## PROBLEM
Write out nothing except the lines running from the one containing "of the small" to the last line of the data, exactly as they stand.

## RECORDS FOR THIS TASK
◆ ◆ ◆ ◆ ◆ ◆ ◆

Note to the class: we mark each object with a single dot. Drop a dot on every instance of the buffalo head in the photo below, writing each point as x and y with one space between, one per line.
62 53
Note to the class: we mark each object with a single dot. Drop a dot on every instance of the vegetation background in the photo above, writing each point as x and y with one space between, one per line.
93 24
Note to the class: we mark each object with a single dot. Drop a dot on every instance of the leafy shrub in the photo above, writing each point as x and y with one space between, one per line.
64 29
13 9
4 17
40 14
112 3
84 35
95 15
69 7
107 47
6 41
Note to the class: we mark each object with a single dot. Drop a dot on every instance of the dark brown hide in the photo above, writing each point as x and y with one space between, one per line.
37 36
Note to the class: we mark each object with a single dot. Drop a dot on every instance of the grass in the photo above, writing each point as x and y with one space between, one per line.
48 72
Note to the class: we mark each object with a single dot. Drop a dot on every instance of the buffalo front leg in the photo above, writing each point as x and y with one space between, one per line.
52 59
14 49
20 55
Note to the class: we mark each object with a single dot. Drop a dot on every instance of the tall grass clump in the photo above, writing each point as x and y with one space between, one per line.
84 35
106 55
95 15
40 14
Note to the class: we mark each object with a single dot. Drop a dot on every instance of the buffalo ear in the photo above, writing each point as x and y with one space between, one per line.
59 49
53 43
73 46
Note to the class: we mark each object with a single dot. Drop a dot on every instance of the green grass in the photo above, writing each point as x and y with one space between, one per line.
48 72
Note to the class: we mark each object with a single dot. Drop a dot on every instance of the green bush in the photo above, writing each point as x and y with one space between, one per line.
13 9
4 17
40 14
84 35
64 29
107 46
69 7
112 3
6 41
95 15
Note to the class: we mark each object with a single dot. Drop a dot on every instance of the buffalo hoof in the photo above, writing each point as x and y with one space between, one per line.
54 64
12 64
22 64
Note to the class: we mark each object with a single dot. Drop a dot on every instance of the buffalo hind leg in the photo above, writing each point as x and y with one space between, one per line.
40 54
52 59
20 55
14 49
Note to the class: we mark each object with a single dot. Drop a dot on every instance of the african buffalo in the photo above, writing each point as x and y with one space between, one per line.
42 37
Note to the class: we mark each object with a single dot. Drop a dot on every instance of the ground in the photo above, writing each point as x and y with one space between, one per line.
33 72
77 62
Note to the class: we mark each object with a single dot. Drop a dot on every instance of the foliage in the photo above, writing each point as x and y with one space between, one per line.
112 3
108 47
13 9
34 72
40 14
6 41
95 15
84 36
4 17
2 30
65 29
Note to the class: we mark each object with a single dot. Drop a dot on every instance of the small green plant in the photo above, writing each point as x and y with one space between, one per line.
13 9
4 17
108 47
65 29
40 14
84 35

◆ ◆ ◆ ◆ ◆ ◆ ◆

## OUTPUT FOR THIS TASK
Note to the class: we mark each object with a single dot. Drop a dot on every instance of the small green plant in the photo above, writing each point as x and y with one space between, one per line.
13 9
4 17
108 47
65 29
40 14
84 35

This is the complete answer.